- **STATED GOAL**
Output the material verbatim from the line containing "segment blue support stand, each instance" through the last line of the material, including both.
══ RECORDS TO USE ══
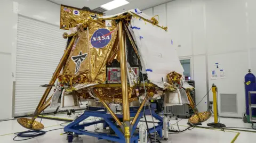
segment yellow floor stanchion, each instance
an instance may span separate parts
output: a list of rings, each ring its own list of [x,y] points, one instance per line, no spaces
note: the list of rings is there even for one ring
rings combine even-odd
[[[217,91],[218,89],[214,84],[212,85],[212,91],[213,96],[213,112],[214,115],[214,122],[207,124],[207,125],[209,127],[212,127],[214,128],[222,128],[226,127],[226,125],[223,124],[219,123],[218,120],[218,106],[217,106]]]

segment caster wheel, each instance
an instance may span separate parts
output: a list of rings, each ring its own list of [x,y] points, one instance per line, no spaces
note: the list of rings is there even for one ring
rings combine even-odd
[[[253,129],[256,130],[256,123],[252,123],[252,128]]]
[[[72,142],[73,141],[73,133],[69,133],[67,134],[68,136],[67,137],[67,140],[68,140],[68,142]]]

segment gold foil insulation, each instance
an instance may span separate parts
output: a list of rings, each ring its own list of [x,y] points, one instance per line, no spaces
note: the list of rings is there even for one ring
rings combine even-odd
[[[93,35],[101,35],[101,32],[97,32],[100,29],[107,29],[110,32],[108,34],[110,41],[102,48],[95,48],[92,45],[91,40],[98,40]],[[73,83],[105,83],[106,80],[106,65],[109,61],[110,57],[115,53],[117,46],[116,27],[113,25],[111,27],[105,27],[105,22],[99,21],[91,23],[86,30],[79,33],[73,45],[71,53],[64,68],[63,72],[58,77],[60,83],[69,83],[72,86]],[[106,36],[107,37],[107,36]],[[102,40],[98,40],[100,43],[106,42]],[[77,70],[77,63],[74,60],[74,57],[84,55],[83,61],[79,63],[79,67]],[[113,58],[114,59],[114,58]]]
[[[171,85],[180,84],[182,78],[182,75],[175,71],[171,72],[167,74],[168,82]]]
[[[102,16],[103,14],[100,12],[61,5],[60,28],[69,30],[69,28],[76,27],[77,24],[85,23],[89,19],[97,19]]]

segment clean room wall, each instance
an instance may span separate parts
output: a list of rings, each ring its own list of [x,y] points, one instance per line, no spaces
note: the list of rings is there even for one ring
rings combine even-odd
[[[214,83],[219,94],[237,94],[238,113],[220,115],[241,117],[245,110],[244,77],[248,69],[256,73],[256,1],[177,0],[165,4],[167,9],[153,7],[153,15],[159,15],[159,23],[166,21],[179,57],[193,59],[196,100]],[[225,70],[225,79],[211,79],[216,62]],[[207,110],[205,102],[206,98],[198,106],[200,111]]]
[[[4,120],[12,117],[18,14],[59,25],[60,6],[45,0],[2,0],[0,8],[4,12],[0,13],[0,120]]]
[[[12,51],[15,43],[15,14],[11,1],[1,1],[0,9],[0,120],[12,115]]]

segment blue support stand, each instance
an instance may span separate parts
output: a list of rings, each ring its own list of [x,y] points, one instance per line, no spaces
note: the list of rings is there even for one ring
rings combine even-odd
═══
- **CORRECT RESPONSE**
segment blue support stand, each instance
an instance may span separate parts
output: a list of rings, each ring its own list of [x,y] points, one instance per line, no spaces
note: the list of rings is there even for one ring
rings combine even-odd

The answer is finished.